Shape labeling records
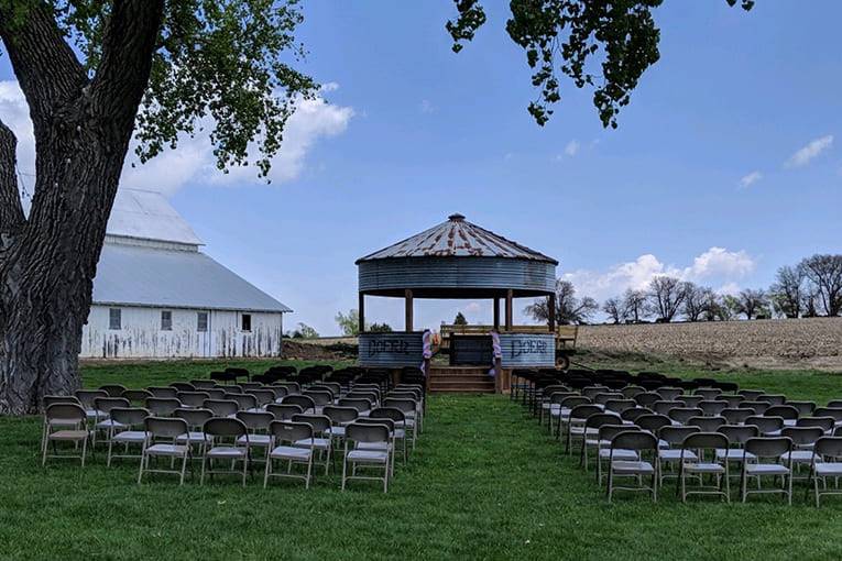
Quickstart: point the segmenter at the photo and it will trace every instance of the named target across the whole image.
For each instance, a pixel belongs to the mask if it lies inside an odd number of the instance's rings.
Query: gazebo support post
[[[357,306],[357,308],[360,310],[359,319],[359,332],[364,333],[365,332],[365,293],[360,293],[360,300]]]
[[[406,288],[404,290],[404,304],[405,304],[405,323],[406,323],[406,331],[409,332],[413,330],[413,292],[411,288]]]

PROBLEM REQUIREMENTS: Reproduce every line of the entries above, including the requests, with each polygon coordinate in the answers scaled by 0.75 and rounded to a whole number, halves rounded up. Omit the pictures from your answer.

THE RESULT:
Quickstart: point the segmenter at the photo and it will trace every instance of the named target across the whole image.
For each instance, a pixel belongs to the mask if it lies inside an odd number of the instance's rings.
Query: gazebo support post
[[[268,230],[268,231],[270,233],[269,239],[269,249],[273,250],[274,249],[274,220],[270,220],[270,225]]]
[[[305,216],[303,218],[303,228],[304,228],[304,242],[305,242],[305,248],[307,249],[310,248],[310,219],[308,216]]]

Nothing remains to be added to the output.